Foi da experiência da mãe como trabalhadora doméstica que a cineasta paulista Karoline Maia, de 26 anos, teve a ideia de produzir um documentário que contasse a história de outras mulheres como ela. O longa-metragem Aqui Não Entra Luz, atualmente em fase de montagem, faz um paralelo entre as senzalas usadas no período da escravidão com os quartos de empregada. Para concluir a produção, a diretora e roteirista organiza uma campanha de financiamento coletivo que já arrecadou cerca de R$ 100 mil.

Segundo Karoline, a ideia do filme, que terá narração em primeira pessoa, surgiu em 2016, após observar por anos o trabalho da mãe e, assim como ela, ser vítima de racismo. Para contar as histórias, além de utilizar imagens de arquivo da própria família, a cineasta percorreu seis Estados brasileiros – São Paulo, Maranhão, Bahia, Rio de Janeiro e Minas Gerais – a fim de mostrar a estrutura da casa grande e senzala, até chegar aos quartos destinados às empregadas domésticas que existem nas residências brasileiras até hoje.

**Ação necessária 1:** No texto sobre o documentário de Karoline Maia, liste os estados brasileiros citados pelo nome.
**Ação necessária 2:** Retome o texto sobre o documentário Aqui Não Entra Luz a partir da última frase.

**Dados exibidos:**
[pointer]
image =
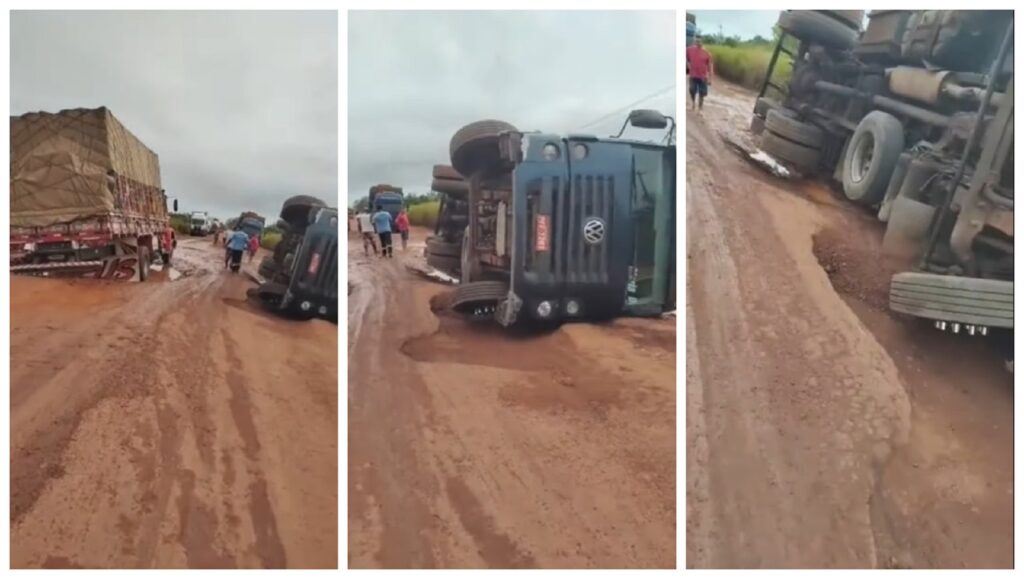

**Resposta 1:** São Paulo, Maranhão, Bahia, Rio de Janeiro e Minas Gerais.

**Resposta 2:**
Durante a pandemia do novo coronavírus, a situação de empregadas domésticas no Brasil entrou no debate após relatos de profissionais que foram expostas ao vírus pelos patrões ou acabaram dispensadas sem pagamento. A primeira morte causada pela covid-19 no Rio de Janeiro, por exemplo, era uma trabalhadora que pegou o vírus após a patroa voltar de uma viagem à Itália. No mês passado, ganhou repercussão nacional o caso de Miguel, um menino de 5 anos que foi deixado sozinha no elevador pela patroa da mãe e caiu do nono andar de um edifício no Recife.

O contexto fez com que Karoline buscasse uma forma de financiar o longa de forma independente para que ele pudesse fazer parte da discussão. Até a segunda-feira, 6, foram arrecadados R$ 102 mil por meio de um site de financiamento coletivo. A meta é R$ 130 mil até o próximo sábado, 11.

“Vimos que o filme precisava ir para a rua logo para colaborar com essa discussão toda que está acontecendo. Enquanto a gente faz a campanha, ele já colabora de alguma forma porque muitas pessoas estão sendo tocadas por isso”, contou Karoline ao Estadão.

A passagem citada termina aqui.